Exercise inputs:
◆ ◆ ◆ ◆

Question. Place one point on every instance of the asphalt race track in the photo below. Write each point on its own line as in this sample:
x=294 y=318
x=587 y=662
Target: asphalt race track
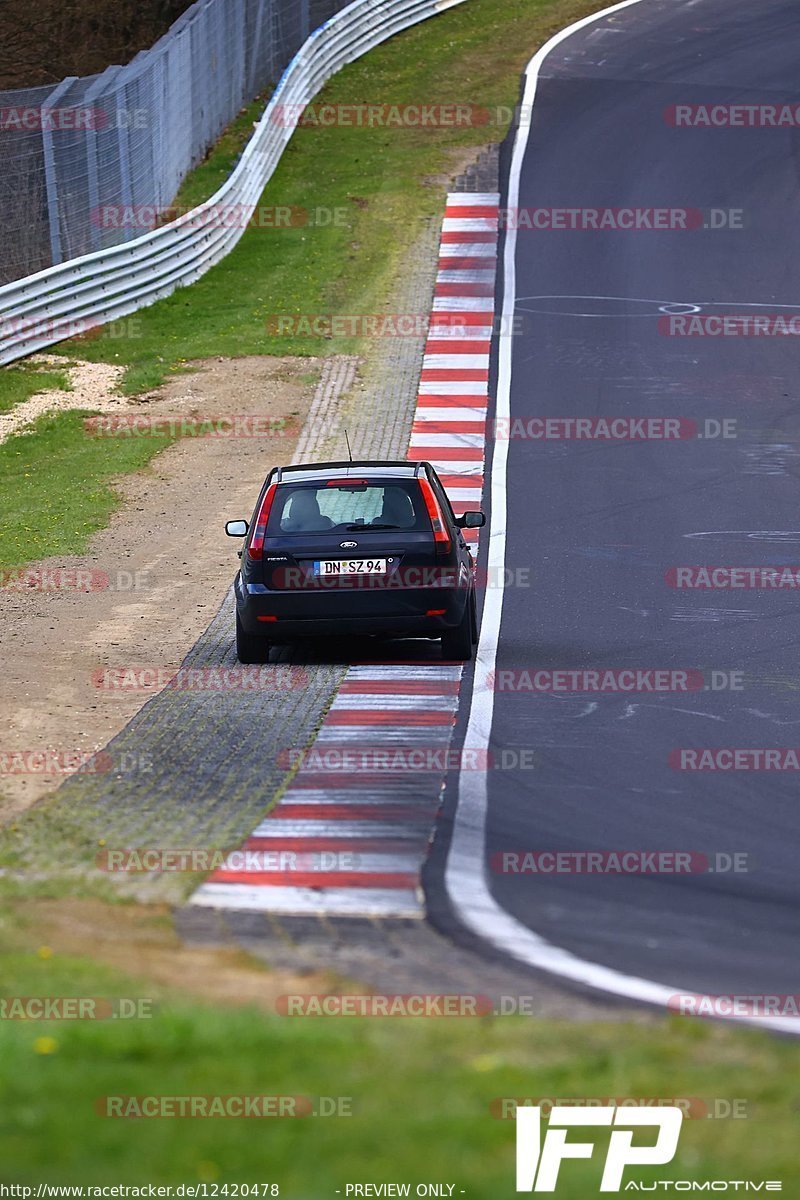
x=601 y=523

◆ ◆ ◆ ◆

Problem requirements:
Could you rewrite the entries with "asphalt race track" changed to "paved racing circuit" throughout, keeping everything else the same and omitting the pictures?

Reply:
Question. Place one point on every instance of the paved racing circuit in the photo below. Write each point on its own line as in this sample:
x=294 y=318
x=587 y=662
Target: paved racing circuit
x=601 y=523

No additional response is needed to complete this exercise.